SHORT EXERCISE 1> Print the records again exactly, starting with the line that contains "Indicate the reflection of wooden" and going on through the line that contains "pixel 219 160". Give only those lines.

TEXT EXTRACT>
==================================================

An Absolute Linux Review

Posted by jun auza On 10/10/2007
An Absolute Linux Review: Absolute Linux is a stripped-down version of Slackware. It is made for speed, stability, security, and ease-of-use and development. Its chief aim is to make installation and maintenance easier than of the original Slackware. Absolute Linux uses the ultra-lightweight IceWM window manager and ROX for handling files.

Currently, my backup computer has Windows XP and Zenwalk 3.0. I was already looking forward to erase my old Linux partition and at the same time try other distros that would fit to replace Zenwalk. Then just recently, I was asked to review Absolute Linux and upon reading some articles and a review about this distro, my curiosity was aroused. And so I downloaded the latest release version, burned it, and this time I installed it directly to the hard drive after saving some of my important files to an external storage device utilizing a Linux backup software, and placing other files on several online backup services. Here is my full adventure and my observation of Absolute Linux 12.0.6.

==================================================

DATA IN THIS EXERCISE>
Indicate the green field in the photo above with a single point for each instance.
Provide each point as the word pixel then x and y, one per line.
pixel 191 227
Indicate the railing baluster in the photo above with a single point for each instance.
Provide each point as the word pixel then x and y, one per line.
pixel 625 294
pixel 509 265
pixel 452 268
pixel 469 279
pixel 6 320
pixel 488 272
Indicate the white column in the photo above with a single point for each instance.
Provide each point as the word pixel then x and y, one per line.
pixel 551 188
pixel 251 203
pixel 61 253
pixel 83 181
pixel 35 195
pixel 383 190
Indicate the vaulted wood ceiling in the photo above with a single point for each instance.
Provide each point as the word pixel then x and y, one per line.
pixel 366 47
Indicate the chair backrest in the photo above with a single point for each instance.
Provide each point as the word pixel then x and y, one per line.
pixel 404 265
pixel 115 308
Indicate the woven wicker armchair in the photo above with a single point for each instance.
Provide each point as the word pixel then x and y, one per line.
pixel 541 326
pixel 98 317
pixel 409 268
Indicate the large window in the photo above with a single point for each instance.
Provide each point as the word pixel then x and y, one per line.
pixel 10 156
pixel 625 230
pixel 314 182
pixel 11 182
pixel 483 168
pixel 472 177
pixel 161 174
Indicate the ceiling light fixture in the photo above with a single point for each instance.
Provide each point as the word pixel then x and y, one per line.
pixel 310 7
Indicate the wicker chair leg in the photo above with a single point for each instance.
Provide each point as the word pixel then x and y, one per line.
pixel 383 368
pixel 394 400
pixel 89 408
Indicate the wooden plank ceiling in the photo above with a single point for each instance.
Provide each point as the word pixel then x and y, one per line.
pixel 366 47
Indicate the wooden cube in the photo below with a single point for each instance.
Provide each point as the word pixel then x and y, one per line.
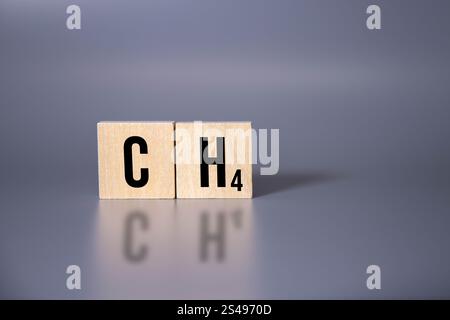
pixel 201 148
pixel 136 160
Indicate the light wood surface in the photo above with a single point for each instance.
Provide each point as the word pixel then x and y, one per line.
pixel 159 139
pixel 238 156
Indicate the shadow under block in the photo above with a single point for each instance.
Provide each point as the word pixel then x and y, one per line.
pixel 135 160
pixel 232 179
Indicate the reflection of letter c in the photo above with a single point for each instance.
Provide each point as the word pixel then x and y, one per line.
pixel 128 161
pixel 140 253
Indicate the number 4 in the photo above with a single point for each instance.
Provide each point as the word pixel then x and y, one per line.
pixel 236 182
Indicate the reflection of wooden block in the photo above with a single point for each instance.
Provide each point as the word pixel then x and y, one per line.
pixel 232 179
pixel 135 160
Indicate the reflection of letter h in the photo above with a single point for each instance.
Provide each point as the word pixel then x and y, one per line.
pixel 219 160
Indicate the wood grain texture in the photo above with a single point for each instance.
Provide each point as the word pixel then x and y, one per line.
pixel 159 137
pixel 238 156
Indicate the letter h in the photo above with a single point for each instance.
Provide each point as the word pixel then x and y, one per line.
pixel 206 161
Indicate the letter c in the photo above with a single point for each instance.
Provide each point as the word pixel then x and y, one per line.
pixel 128 162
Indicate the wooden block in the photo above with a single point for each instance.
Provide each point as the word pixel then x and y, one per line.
pixel 135 160
pixel 211 178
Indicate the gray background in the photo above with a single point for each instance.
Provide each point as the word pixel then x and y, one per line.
pixel 363 118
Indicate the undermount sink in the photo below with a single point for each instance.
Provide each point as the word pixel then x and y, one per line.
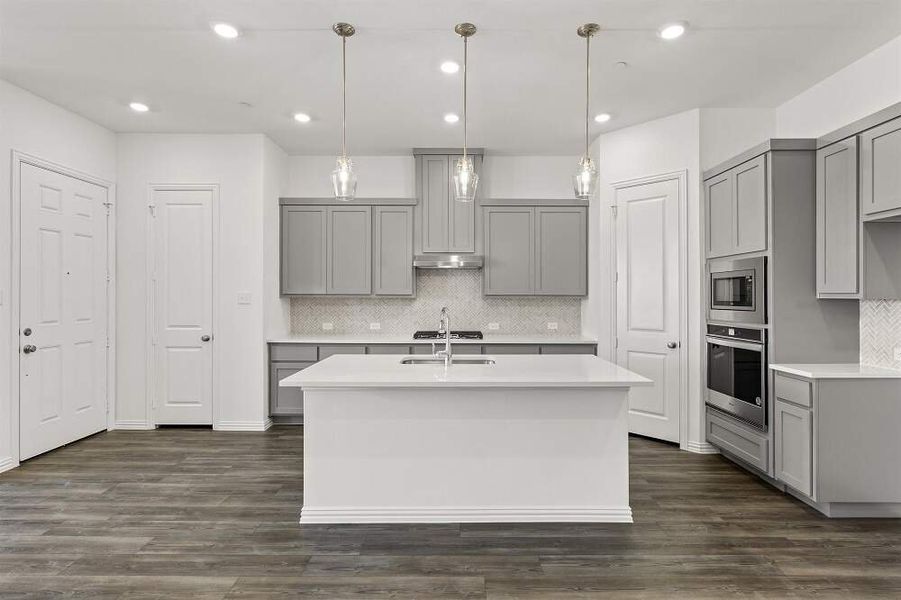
pixel 430 360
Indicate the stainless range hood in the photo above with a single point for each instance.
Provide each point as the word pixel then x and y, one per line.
pixel 447 261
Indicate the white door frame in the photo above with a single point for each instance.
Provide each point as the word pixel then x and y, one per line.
pixel 18 159
pixel 681 178
pixel 150 326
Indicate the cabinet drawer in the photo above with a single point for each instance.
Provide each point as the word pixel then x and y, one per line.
pixel 738 440
pixel 292 352
pixel 326 351
pixel 793 390
pixel 569 349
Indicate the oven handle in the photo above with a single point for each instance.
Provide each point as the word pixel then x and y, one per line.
pixel 729 342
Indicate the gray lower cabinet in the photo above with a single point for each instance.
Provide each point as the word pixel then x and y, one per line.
pixel 838 227
pixel 532 250
pixel 349 256
pixel 880 175
pixel 393 251
pixel 736 209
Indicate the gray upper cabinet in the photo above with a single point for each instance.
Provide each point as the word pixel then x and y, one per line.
pixel 838 253
pixel 393 251
pixel 736 209
pixel 447 225
pixel 562 251
pixel 303 249
pixel 510 251
pixel 349 257
pixel 880 170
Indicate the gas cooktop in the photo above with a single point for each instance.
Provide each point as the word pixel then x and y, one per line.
pixel 455 335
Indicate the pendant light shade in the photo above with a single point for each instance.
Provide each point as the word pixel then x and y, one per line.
pixel 344 180
pixel 585 181
pixel 466 180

==================================================

SHORT EXERCISE 2> Based on the Absolute Linux review, explain what led the reviewer to install Absolute Linux on the backup computer.

FULL ANSWER 1>
Indicate the reflection of wooden block in the photo above with a single point for each instance.
Provide each point as the word pixel then x and y, one per line.
pixel 232 179
pixel 135 160
Indicate the reflection of letter h in the photo above with a single point for each instance.
Provide each point as the word pixel then x and y, one per line.
pixel 219 160

FULL ANSWER 2> The reviewer already wanted to erase the old Linux partition and try other distros that could replace Zenwalk 3.0. The reviewer was then asked to review Absolute Linux. Reading some articles and a review about it aroused the reviewer's curiosity.